• [Selected text]:
○ ○ ○
The present invention relates generally to a plant propagation system, and more particularly to an automated system and process for promoting heterotrophic growth of plant tissue.
Micropropagation, sometimes referred to as tissue culture propagation, is the process of growing new plants from a piece of plant tissue that has been extracted from a parent plant with desired characteristics. Micropropagation has recently grown in popularity as a preferred plant propagation technique for a wide range of horticultural crops because of high production efficiency and greater uniformity of the resulting plants. The process results in the mass reproduction of plants having certain desirable characteristics since substantially all of the plants produced are genetically identical to and have all of the desirable traits of the parent. Micropropagation is an especially useful process for genetically engineered plants, high-value transplants, seedless fruits and vegetables, certified disease free plant material and all other plants that cannot be produced from seed economically or uniformly.
In general terms, micropropagation typically includes first selecting a parent plant. The parent plant should be healthy and should have the desired traits that are needed in the next generation plants. A tissue sample is then extracted from the parent. The sample is typically meristematic tissue which is undifferentiated tissue capable of dividing and giving rise to other meristemic tissue as well as specialized tissue types. Meristematic tissue is found in growth areas such as at the tips of stems or at lateral buds. The tissue sample (explant) is disinfected and then placed in a controlled environment and supplied essential nutrients for promoting growth.
○ ○ ○
• [Questions to answer]:
1. According to the micropropagation text, where is meristematic tissue found?
2. Continue the micropropagation text from its last sentence.
○ ○ ○
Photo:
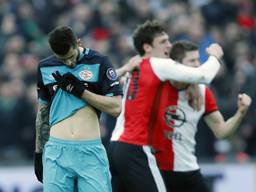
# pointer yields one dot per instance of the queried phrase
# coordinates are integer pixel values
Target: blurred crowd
(107, 26)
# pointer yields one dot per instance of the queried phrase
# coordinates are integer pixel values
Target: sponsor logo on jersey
(111, 74)
(115, 83)
(171, 135)
(174, 116)
(86, 75)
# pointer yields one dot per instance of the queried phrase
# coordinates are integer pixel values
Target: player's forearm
(230, 125)
(42, 127)
(167, 69)
(110, 105)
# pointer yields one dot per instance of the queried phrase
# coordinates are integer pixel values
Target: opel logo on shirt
(174, 116)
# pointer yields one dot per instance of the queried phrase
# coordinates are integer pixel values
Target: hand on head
(215, 50)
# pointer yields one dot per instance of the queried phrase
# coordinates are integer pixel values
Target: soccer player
(176, 125)
(74, 85)
(132, 163)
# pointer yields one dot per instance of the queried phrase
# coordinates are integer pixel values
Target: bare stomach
(83, 125)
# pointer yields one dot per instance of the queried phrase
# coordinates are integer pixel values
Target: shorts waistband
(76, 142)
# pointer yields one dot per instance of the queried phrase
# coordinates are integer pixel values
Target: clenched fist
(243, 103)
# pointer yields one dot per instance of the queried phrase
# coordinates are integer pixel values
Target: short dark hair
(145, 33)
(180, 48)
(61, 39)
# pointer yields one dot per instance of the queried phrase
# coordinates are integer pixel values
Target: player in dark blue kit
(74, 85)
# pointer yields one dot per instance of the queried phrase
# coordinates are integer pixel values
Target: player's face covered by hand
(71, 57)
(161, 46)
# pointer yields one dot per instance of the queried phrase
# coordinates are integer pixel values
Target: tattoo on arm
(42, 127)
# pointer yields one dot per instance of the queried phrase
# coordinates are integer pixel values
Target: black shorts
(134, 169)
(190, 181)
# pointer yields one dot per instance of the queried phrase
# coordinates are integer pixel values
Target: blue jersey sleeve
(109, 79)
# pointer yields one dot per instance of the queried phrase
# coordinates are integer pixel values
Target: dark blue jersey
(93, 69)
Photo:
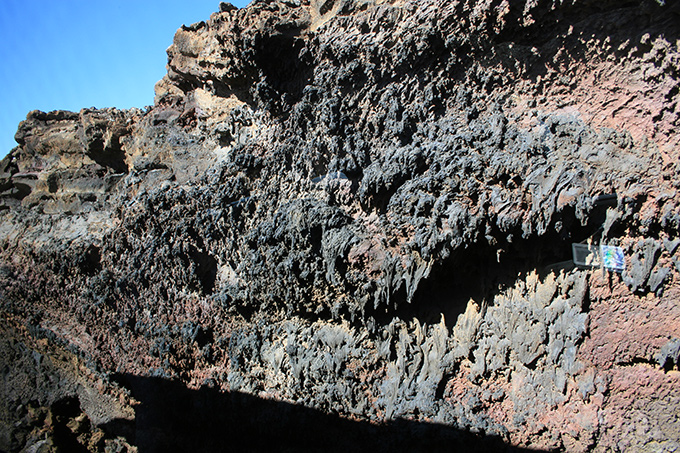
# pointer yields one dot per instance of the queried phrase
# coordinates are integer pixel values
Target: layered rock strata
(362, 209)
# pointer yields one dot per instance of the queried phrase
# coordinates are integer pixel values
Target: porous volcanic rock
(348, 224)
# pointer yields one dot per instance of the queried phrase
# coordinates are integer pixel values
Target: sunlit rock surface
(349, 225)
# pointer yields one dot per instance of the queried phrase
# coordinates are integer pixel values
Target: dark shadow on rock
(171, 417)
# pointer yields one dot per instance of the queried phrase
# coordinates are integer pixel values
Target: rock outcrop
(354, 219)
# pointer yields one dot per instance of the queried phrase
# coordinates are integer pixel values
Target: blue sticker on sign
(612, 258)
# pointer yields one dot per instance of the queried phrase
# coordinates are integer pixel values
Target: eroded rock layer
(360, 212)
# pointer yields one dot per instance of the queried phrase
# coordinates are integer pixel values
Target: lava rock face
(364, 209)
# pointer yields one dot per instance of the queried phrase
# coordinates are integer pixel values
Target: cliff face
(359, 212)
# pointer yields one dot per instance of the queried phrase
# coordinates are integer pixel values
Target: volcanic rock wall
(364, 210)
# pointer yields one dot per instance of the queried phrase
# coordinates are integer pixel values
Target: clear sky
(72, 54)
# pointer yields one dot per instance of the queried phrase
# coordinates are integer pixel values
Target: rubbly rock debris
(349, 224)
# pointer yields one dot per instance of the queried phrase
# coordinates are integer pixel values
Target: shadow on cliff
(171, 417)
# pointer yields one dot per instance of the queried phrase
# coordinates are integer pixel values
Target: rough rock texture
(357, 212)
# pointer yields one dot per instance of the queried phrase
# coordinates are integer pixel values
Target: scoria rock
(348, 224)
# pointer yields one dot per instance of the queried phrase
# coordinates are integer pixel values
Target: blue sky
(72, 54)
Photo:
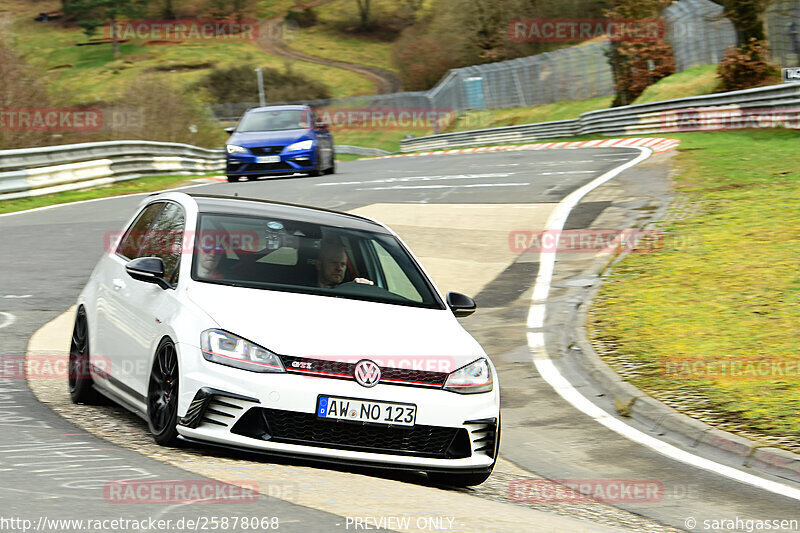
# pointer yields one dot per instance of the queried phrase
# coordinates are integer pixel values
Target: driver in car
(332, 264)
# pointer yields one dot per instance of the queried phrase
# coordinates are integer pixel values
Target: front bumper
(276, 413)
(290, 162)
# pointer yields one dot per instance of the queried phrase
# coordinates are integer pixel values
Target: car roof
(234, 205)
(278, 108)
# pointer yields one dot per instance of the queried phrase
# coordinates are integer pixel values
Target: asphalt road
(456, 213)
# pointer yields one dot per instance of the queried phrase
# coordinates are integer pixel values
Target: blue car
(279, 140)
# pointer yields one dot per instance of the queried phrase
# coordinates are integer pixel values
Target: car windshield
(276, 120)
(298, 256)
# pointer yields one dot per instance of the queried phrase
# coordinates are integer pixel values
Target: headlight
(227, 349)
(470, 379)
(302, 145)
(234, 149)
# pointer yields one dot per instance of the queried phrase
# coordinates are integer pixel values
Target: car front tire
(79, 378)
(162, 395)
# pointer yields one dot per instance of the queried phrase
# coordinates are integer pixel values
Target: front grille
(290, 427)
(266, 150)
(485, 435)
(339, 370)
(253, 167)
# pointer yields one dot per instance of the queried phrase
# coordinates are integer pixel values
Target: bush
(744, 67)
(239, 84)
(157, 110)
(304, 19)
(636, 66)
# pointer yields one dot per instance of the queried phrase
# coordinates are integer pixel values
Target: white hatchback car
(285, 329)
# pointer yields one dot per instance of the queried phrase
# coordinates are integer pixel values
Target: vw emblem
(367, 373)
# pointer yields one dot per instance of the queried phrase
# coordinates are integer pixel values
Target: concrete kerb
(658, 417)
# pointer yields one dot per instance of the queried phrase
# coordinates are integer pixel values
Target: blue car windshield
(278, 120)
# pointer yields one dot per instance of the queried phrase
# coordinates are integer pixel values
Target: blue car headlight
(302, 145)
(227, 349)
(234, 149)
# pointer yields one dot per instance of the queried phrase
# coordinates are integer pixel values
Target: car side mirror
(460, 304)
(149, 270)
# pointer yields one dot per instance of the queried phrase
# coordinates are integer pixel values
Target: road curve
(456, 212)
(270, 39)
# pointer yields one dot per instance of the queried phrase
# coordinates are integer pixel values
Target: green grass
(386, 139)
(726, 286)
(92, 74)
(691, 82)
(148, 184)
(495, 118)
(325, 42)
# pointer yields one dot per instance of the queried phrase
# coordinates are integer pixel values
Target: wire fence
(696, 29)
(782, 21)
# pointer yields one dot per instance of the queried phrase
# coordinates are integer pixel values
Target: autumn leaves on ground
(709, 323)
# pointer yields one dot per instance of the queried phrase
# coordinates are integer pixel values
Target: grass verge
(691, 82)
(708, 324)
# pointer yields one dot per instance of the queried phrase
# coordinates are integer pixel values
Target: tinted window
(288, 255)
(134, 237)
(165, 238)
(274, 120)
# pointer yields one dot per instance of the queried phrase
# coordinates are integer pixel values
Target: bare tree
(364, 7)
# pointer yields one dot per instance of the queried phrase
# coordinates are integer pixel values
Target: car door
(325, 141)
(137, 304)
(114, 320)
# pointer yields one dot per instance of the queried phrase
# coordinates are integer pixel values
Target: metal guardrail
(777, 105)
(50, 169)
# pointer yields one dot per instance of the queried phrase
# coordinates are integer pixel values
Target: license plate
(395, 414)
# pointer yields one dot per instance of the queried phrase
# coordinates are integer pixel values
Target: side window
(133, 240)
(165, 238)
(396, 280)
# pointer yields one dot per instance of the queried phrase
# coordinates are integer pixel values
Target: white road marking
(400, 187)
(567, 172)
(551, 374)
(419, 178)
(8, 319)
(43, 208)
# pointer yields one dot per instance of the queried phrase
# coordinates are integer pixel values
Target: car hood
(267, 138)
(340, 329)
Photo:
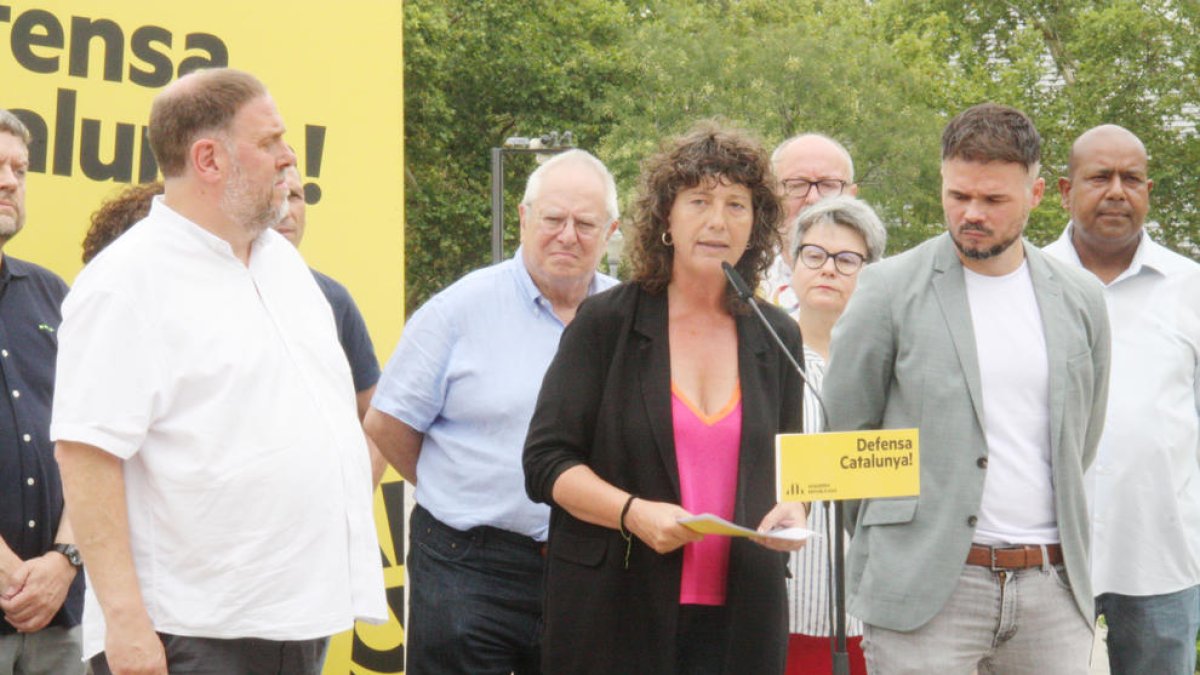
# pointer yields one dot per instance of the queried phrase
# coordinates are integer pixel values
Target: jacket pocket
(588, 551)
(888, 512)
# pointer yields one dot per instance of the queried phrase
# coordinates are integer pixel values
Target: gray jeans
(244, 656)
(49, 651)
(1023, 622)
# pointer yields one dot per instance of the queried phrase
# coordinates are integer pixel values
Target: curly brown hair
(117, 215)
(709, 150)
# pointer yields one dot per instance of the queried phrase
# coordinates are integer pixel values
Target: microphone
(747, 296)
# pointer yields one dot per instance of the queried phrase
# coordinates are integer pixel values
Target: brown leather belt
(1013, 557)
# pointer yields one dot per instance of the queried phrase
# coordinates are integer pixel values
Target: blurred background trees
(881, 76)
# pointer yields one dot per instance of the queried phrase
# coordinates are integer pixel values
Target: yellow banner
(82, 77)
(847, 465)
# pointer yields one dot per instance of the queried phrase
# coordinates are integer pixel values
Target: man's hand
(36, 591)
(132, 647)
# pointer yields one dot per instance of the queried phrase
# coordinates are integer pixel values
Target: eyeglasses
(555, 223)
(845, 262)
(799, 187)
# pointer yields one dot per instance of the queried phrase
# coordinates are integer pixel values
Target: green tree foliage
(479, 71)
(1072, 65)
(781, 70)
(881, 76)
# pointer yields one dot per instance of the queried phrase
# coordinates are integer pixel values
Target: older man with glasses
(809, 167)
(451, 414)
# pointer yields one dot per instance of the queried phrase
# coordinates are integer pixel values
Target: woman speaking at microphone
(832, 240)
(664, 401)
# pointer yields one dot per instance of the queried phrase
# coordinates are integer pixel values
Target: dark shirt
(352, 333)
(30, 488)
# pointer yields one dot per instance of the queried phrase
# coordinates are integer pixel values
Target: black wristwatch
(71, 554)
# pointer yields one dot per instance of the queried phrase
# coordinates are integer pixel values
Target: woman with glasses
(664, 401)
(831, 243)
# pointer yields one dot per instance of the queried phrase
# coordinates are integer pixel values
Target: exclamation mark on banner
(313, 151)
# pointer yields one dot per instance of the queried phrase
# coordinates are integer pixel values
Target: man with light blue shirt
(451, 413)
(1144, 488)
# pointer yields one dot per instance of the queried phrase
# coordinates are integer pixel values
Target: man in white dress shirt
(214, 466)
(1144, 488)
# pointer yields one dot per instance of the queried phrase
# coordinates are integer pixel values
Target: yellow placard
(82, 77)
(847, 465)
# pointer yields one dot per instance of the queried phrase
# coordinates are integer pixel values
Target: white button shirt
(1144, 485)
(225, 390)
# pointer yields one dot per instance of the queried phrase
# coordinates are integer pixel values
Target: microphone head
(739, 285)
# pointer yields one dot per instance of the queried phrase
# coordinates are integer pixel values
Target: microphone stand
(840, 656)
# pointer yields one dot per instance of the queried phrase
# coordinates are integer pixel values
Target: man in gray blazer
(1000, 356)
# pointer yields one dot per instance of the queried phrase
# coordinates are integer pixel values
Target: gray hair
(12, 124)
(845, 153)
(846, 211)
(533, 185)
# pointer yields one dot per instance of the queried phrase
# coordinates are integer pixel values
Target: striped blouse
(809, 589)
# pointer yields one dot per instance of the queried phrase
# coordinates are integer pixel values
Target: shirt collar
(12, 268)
(1149, 258)
(201, 236)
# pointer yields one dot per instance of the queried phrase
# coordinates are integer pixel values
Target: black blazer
(606, 402)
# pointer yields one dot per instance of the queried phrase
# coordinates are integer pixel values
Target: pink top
(707, 453)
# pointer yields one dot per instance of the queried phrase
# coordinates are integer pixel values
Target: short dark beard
(976, 255)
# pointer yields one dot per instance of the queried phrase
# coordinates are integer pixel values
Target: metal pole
(840, 657)
(497, 204)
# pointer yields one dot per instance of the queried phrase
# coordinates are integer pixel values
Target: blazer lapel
(1048, 291)
(755, 365)
(654, 372)
(951, 288)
○ ○ ○
• [Answers to this exercise]:
1. In growth areas such as the tips of stems or lateral buds.

2.
Growth of the plant tissue sample into a small plant occurs in four commonly referred to stages. First, growth of the explant is established in a sterile environment. Second, high proliferation of explant is promoted by repeated selection of small pieces of tissue containing vegetative buds, or other specialized propagative structures (e.g., bulbets, protocorm-like bodies (PLB), microtubers, somatic embryos). The third stage involves forming a shoot from the vegetative bud. The fourth stage involves forming a root on the shoot, thereby completing the development of a whole plant from the plant tissue.
During the first and second stages of growth, the plant tissue is made up of small rapidly dividing cells with high metabolic requirements for energy. The tissue is incapable of carrying out adequate photosynthesis to meet this high demand.
Consequently, initial growth of the tissue is done heterotrophically. Heterotrophic growth is where the organism obtains nourishment and energy from the ingestion and breakdown of organic matter. During this phase, the plant tissue is typically not exposed to light and is fed a growth medium containing organic carbon. The organic carbon is usually obtained from sugars such as sucrose.
In the third stage of growth, leaves and shoots expand and the plant tissue becomes more capable of photosynthesizing. The plant tissue, when exposed to light, gases, water and essential nutrients, derives energy photoautotrophically through the process of photosynthesis. Photoautotrophic growth is where an organism synthesizes organic nutrients by deriving energy from light. In other words, during autotrophic growth, the plant tissue is capable of making its own food which it cannot do adequately during the other stages.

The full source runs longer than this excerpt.